Work required: Starting with the line that contains "As documented, this system finds the butterfly within" and going on through the line that contains "left=169, top=202, right=228, bottom=266", both included, recast those lines as a Markdown table with the columns No. and Line. Give one row per line and skip blank lines.

— Start of Supplied material —

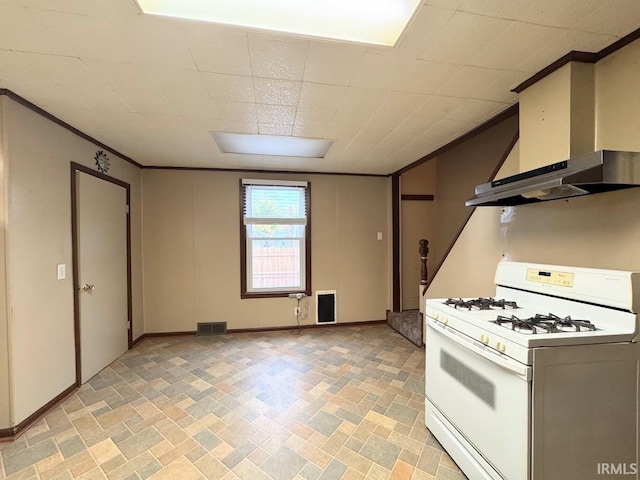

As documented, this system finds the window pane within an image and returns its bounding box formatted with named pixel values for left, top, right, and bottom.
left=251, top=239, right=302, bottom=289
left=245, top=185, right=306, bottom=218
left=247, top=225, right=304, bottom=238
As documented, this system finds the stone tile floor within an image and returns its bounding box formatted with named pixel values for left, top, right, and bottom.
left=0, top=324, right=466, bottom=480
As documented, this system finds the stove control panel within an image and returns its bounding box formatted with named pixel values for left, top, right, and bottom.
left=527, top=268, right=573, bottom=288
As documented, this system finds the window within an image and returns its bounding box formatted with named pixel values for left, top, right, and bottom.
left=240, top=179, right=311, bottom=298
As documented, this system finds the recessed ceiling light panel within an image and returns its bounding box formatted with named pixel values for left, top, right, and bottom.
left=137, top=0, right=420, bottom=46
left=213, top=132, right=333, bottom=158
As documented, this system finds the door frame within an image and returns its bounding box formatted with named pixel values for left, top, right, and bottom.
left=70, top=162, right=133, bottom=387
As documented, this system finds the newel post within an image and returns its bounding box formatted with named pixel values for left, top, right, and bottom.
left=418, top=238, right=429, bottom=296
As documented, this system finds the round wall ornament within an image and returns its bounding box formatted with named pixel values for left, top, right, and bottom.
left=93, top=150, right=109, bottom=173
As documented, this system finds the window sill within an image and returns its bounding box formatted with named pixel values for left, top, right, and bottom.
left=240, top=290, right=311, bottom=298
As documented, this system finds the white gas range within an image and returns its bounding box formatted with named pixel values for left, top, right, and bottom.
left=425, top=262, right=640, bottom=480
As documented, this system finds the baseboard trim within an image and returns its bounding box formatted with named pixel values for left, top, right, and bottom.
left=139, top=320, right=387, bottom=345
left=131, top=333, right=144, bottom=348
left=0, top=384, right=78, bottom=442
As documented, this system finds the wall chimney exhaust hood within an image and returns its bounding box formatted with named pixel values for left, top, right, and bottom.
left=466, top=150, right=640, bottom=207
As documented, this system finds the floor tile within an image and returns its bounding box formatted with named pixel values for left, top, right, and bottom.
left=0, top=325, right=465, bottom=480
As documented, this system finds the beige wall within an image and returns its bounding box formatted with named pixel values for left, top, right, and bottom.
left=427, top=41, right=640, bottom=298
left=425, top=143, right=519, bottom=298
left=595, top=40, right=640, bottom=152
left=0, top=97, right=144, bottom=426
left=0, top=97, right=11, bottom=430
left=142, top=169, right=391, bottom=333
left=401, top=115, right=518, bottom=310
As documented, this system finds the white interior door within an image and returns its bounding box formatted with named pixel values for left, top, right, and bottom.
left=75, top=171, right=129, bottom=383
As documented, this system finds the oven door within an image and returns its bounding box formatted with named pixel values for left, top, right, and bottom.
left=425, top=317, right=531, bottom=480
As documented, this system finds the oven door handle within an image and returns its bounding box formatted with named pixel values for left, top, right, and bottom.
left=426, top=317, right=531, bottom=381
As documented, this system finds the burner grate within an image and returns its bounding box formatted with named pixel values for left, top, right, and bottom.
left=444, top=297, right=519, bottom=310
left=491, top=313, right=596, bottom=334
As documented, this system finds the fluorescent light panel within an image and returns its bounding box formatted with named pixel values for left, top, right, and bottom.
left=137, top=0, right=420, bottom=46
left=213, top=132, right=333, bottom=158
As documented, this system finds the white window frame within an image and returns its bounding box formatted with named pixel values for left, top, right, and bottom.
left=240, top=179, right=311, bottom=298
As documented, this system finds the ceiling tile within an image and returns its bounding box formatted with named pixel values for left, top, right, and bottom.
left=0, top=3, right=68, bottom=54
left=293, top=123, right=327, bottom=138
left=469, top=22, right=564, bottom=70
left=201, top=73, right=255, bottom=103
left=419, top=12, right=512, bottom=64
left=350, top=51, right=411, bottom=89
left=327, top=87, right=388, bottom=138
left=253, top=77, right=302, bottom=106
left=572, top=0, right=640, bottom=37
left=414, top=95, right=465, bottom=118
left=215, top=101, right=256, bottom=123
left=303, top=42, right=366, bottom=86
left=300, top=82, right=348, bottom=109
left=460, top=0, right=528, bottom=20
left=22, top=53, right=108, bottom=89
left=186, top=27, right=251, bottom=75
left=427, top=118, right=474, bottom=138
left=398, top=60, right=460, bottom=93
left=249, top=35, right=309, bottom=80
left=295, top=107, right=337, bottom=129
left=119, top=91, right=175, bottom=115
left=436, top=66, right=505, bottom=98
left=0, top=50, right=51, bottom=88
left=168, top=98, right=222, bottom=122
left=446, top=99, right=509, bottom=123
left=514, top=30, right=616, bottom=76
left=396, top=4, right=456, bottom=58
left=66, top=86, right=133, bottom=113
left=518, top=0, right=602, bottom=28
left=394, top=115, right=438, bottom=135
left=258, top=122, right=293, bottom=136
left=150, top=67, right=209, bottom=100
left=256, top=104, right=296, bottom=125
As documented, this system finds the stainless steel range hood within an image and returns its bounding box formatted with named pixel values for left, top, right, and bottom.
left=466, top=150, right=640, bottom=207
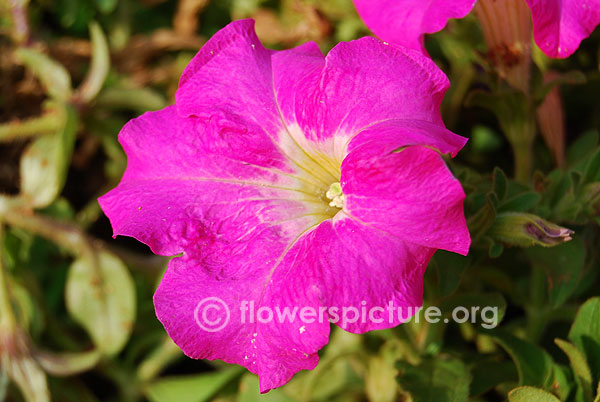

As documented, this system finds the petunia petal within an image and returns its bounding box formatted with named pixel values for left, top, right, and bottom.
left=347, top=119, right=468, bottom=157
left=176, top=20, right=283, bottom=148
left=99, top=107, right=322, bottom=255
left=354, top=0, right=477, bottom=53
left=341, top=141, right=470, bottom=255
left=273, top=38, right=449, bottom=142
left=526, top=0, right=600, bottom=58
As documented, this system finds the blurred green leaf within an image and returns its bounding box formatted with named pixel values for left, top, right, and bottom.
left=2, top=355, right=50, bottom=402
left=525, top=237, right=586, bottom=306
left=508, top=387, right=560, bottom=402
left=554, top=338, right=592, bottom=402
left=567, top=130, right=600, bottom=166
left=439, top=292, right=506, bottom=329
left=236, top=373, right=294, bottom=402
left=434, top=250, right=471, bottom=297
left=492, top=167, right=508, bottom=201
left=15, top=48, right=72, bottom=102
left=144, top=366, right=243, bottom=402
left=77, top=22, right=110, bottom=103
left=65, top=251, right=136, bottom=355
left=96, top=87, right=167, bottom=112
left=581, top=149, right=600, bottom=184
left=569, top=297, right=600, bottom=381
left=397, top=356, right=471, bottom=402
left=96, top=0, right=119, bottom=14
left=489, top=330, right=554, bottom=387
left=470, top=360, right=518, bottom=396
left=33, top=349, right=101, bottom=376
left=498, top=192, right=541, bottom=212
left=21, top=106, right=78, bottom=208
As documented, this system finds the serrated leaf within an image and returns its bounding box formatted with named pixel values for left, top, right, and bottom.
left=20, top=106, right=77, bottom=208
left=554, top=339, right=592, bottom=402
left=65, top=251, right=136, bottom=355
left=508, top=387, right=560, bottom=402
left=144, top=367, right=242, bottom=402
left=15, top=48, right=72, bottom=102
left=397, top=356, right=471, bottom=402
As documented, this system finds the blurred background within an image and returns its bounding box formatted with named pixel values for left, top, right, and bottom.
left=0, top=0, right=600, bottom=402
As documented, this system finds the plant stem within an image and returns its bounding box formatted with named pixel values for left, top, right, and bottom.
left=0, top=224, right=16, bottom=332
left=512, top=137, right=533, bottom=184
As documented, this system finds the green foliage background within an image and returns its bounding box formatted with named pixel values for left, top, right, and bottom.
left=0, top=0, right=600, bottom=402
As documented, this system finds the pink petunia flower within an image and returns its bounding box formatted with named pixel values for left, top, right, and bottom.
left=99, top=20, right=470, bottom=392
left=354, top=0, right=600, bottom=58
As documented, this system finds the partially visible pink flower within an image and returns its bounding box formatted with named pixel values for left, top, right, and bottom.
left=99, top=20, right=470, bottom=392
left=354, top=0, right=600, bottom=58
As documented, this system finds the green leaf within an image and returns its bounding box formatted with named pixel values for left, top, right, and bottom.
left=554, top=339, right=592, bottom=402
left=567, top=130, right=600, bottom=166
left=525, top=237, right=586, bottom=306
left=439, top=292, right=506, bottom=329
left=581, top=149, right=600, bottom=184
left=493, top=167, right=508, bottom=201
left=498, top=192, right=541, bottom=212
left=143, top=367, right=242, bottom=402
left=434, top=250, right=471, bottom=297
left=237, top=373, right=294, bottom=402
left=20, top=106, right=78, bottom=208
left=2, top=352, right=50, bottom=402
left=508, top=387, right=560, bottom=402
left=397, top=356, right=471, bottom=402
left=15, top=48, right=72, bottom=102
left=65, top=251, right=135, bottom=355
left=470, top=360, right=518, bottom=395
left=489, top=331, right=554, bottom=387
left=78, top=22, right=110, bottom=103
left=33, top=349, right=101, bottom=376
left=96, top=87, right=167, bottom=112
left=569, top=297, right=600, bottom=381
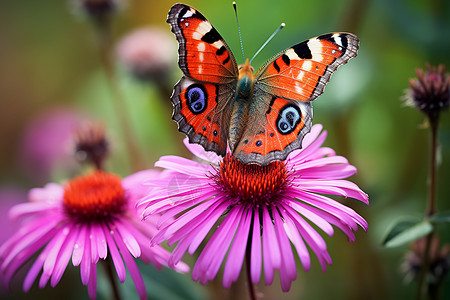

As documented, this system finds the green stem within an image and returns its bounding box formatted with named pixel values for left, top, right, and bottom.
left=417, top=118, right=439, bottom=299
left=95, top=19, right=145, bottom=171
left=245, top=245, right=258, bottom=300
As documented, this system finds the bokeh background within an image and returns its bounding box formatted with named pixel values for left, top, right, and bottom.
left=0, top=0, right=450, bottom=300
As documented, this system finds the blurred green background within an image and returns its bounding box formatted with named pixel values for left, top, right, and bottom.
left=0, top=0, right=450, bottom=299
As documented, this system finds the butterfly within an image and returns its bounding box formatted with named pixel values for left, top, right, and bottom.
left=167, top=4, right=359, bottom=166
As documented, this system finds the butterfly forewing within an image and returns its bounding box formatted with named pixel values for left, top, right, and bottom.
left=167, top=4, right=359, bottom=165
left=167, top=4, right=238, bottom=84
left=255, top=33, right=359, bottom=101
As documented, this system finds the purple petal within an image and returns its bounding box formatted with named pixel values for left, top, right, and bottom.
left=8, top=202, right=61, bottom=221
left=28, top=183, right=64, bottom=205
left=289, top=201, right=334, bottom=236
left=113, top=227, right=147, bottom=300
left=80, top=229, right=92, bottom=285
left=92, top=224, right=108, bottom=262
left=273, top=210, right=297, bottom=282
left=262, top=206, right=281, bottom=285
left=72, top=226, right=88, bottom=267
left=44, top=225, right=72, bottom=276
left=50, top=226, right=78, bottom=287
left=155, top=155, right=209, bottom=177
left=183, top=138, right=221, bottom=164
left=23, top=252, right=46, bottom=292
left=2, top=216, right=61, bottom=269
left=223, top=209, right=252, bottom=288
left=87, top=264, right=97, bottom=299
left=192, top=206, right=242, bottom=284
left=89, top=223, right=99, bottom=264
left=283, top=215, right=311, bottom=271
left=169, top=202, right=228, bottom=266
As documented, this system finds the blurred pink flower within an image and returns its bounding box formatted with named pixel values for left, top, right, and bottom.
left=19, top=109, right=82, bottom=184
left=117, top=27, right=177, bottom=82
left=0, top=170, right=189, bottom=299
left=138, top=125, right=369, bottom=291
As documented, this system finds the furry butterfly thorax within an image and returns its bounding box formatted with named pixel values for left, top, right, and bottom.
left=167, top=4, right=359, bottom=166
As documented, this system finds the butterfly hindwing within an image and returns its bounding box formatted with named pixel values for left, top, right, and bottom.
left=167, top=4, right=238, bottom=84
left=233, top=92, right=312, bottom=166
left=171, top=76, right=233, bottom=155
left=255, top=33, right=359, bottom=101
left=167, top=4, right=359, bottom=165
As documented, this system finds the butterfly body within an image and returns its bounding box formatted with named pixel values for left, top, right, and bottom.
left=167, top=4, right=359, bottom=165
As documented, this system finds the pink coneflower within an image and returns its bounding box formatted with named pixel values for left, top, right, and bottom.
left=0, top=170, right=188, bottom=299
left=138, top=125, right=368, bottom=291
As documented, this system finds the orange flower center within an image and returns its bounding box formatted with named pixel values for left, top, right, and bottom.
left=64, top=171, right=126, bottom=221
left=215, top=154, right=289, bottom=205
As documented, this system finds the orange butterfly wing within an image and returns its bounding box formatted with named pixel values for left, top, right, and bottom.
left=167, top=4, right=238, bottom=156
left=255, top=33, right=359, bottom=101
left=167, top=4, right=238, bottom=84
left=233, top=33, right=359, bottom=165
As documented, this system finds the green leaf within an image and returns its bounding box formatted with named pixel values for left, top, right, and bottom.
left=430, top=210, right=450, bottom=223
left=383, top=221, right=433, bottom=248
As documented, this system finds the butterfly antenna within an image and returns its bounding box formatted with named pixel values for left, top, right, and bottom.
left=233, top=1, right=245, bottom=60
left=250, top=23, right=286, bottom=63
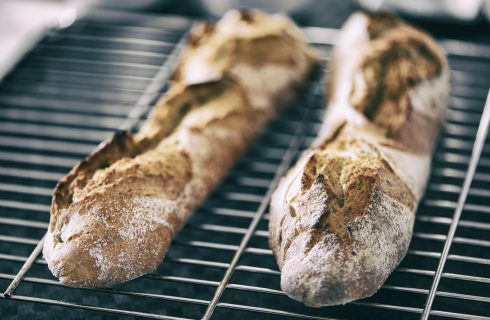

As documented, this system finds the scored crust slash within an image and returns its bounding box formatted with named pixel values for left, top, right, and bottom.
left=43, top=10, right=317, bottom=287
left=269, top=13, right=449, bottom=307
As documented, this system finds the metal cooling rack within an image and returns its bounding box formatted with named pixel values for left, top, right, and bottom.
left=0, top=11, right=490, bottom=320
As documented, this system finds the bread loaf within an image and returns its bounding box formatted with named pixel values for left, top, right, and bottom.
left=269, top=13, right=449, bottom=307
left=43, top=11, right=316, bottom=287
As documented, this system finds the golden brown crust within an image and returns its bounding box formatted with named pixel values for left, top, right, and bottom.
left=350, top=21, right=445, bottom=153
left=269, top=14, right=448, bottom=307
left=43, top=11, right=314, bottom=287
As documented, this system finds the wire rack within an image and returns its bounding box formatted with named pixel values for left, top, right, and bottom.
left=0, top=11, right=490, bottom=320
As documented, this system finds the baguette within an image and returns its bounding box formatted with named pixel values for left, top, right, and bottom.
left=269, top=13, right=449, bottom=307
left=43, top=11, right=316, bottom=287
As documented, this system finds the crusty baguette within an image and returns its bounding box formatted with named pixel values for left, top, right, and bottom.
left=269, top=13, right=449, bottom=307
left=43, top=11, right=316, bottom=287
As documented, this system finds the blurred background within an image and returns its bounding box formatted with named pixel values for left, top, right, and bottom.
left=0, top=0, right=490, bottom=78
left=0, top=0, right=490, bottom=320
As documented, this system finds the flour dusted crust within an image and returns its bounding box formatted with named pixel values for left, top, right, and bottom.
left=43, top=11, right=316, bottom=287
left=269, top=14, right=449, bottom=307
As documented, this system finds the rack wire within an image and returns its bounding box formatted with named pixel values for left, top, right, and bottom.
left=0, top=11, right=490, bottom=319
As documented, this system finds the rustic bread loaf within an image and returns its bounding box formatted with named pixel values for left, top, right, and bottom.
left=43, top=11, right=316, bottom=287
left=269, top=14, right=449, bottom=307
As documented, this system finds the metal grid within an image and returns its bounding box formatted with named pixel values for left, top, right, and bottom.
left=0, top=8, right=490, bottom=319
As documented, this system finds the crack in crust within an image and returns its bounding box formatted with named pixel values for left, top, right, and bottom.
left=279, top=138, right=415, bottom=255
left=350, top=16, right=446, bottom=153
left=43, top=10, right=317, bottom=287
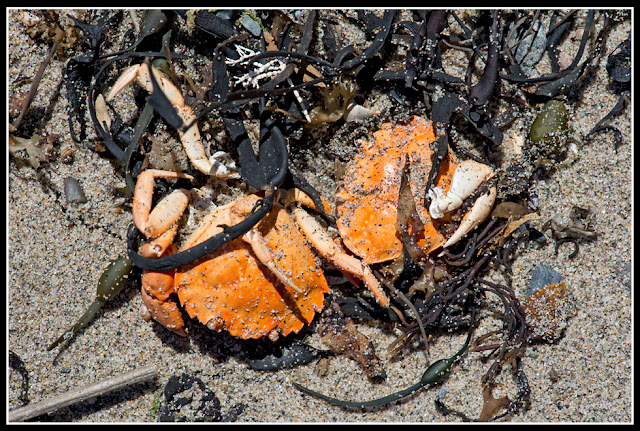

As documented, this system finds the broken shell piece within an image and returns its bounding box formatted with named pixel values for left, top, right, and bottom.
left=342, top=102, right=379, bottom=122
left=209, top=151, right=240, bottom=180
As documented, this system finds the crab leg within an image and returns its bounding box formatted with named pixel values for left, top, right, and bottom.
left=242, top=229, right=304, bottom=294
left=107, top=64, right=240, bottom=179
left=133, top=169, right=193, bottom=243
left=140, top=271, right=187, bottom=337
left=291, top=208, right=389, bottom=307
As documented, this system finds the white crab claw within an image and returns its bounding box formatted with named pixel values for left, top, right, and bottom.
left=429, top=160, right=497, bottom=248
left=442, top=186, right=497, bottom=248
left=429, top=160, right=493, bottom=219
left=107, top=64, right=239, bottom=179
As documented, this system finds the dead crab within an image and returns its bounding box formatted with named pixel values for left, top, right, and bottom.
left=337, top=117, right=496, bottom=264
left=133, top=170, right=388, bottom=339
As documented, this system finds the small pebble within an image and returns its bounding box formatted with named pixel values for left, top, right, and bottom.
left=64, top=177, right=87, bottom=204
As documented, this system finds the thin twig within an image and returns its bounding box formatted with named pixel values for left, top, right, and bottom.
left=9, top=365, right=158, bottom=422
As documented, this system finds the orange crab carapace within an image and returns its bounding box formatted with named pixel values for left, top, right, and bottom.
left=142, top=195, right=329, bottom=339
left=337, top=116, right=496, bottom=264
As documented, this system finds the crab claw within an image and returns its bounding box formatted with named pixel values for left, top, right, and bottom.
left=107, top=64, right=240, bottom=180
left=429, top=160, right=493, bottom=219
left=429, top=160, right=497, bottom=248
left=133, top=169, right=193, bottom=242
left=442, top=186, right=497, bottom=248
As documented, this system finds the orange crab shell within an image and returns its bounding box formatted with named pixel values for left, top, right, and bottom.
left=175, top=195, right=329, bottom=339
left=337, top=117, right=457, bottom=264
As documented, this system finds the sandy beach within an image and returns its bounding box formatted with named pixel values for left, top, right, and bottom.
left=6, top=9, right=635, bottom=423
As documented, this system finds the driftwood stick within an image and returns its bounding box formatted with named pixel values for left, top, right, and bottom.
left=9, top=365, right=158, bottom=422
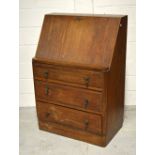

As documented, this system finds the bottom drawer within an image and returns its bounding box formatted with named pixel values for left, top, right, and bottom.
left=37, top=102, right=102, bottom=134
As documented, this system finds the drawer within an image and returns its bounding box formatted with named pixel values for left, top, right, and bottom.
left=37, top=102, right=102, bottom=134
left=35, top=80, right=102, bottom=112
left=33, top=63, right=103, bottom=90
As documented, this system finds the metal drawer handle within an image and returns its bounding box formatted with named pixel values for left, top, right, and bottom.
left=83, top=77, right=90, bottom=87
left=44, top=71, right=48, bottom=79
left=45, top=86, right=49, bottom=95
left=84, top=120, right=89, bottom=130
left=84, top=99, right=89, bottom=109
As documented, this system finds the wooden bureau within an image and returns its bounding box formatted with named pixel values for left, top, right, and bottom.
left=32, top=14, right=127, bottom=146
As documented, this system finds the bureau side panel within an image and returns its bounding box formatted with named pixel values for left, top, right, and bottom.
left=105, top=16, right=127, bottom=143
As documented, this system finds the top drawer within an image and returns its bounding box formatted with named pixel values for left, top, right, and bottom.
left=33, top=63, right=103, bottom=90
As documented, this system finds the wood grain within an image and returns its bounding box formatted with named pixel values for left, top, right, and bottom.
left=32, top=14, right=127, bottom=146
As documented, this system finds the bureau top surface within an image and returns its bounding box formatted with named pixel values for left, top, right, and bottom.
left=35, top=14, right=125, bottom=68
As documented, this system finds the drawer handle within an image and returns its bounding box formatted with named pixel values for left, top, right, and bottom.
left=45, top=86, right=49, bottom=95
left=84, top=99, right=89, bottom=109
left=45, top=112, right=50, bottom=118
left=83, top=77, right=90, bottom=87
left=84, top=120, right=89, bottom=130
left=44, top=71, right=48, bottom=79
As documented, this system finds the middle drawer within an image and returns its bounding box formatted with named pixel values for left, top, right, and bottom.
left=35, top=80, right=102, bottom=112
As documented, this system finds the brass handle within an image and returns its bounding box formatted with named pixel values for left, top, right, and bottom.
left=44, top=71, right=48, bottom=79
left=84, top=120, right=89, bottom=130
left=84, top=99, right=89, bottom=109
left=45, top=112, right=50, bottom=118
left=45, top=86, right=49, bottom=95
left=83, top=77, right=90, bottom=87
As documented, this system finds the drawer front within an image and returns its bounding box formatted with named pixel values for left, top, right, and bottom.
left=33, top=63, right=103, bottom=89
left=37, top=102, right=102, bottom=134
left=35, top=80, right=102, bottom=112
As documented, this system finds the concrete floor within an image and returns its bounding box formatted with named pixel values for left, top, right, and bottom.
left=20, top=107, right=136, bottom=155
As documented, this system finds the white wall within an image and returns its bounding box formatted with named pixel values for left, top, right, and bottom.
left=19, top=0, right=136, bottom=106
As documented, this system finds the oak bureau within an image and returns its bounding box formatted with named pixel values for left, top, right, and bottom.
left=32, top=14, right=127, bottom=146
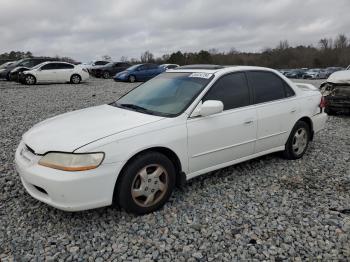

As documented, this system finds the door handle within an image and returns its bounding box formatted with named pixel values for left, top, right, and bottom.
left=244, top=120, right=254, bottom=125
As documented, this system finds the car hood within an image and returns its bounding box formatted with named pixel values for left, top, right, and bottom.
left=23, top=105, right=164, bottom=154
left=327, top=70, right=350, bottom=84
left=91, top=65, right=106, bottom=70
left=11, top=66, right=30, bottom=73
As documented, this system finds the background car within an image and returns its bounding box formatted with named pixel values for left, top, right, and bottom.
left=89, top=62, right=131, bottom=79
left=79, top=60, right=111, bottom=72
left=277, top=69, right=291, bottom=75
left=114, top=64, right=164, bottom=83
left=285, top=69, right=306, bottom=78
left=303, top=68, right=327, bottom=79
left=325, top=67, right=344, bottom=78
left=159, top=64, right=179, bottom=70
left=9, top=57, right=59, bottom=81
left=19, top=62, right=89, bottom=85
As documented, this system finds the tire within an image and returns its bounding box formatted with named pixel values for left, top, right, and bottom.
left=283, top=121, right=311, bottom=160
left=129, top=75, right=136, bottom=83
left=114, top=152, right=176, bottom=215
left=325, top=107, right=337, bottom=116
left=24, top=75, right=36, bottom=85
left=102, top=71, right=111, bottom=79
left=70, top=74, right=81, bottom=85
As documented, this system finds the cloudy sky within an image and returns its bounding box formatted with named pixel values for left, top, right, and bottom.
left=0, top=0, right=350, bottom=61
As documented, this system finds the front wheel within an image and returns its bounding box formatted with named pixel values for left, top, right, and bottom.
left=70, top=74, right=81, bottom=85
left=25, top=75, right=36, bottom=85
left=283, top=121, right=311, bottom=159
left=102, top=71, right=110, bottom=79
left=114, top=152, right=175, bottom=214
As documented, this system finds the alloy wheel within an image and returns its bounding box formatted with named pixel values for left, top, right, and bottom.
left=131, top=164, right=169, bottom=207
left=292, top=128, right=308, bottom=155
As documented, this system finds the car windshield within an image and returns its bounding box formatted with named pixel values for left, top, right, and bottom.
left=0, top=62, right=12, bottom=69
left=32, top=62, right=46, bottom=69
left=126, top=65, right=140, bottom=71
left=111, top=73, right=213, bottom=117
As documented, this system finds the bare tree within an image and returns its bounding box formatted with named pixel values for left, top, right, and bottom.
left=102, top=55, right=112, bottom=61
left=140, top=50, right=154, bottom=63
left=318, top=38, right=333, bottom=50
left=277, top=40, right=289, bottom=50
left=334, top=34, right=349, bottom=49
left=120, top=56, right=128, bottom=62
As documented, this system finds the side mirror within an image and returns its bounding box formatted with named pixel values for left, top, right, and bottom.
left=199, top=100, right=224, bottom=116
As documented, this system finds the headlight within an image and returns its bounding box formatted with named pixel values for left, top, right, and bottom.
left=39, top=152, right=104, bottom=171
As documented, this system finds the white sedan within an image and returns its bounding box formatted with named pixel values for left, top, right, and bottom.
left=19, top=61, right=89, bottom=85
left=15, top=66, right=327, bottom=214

— End of Supplied material —

The reply:
| No. | Line |
|---|---|
| 1 | As documented, this system finds the butterfly within an image and returns its bounding box formatted with named pixel values for left, top, right, and bottom. |
| 2 | left=167, top=4, right=359, bottom=166 |
| 3 | As documented, this system finds the butterfly forewing within an image and returns its bounding box formatted with named pixel values for left, top, right, and bottom. |
| 4 | left=167, top=4, right=359, bottom=165 |
| 5 | left=167, top=4, right=238, bottom=84 |
| 6 | left=255, top=33, right=359, bottom=101 |
| 7 | As documented, this system finds the purple petal within an image and returns its bounding box formatted with named pixel values for left, top, right, and bottom. |
| 8 | left=8, top=202, right=61, bottom=221 |
| 9 | left=28, top=183, right=64, bottom=205 |
| 10 | left=289, top=201, right=334, bottom=236 |
| 11 | left=113, top=227, right=147, bottom=300 |
| 12 | left=80, top=229, right=92, bottom=285 |
| 13 | left=92, top=224, right=108, bottom=262 |
| 14 | left=273, top=210, right=297, bottom=282 |
| 15 | left=262, top=206, right=281, bottom=285 |
| 16 | left=72, top=226, right=88, bottom=267 |
| 17 | left=44, top=225, right=72, bottom=276 |
| 18 | left=50, top=226, right=78, bottom=287 |
| 19 | left=155, top=155, right=209, bottom=177 |
| 20 | left=183, top=138, right=221, bottom=164 |
| 21 | left=23, top=252, right=46, bottom=292 |
| 22 | left=2, top=216, right=61, bottom=269 |
| 23 | left=223, top=209, right=252, bottom=288 |
| 24 | left=87, top=264, right=97, bottom=299 |
| 25 | left=192, top=206, right=242, bottom=284 |
| 26 | left=89, top=223, right=99, bottom=264 |
| 27 | left=283, top=215, right=311, bottom=271 |
| 28 | left=169, top=202, right=228, bottom=266 |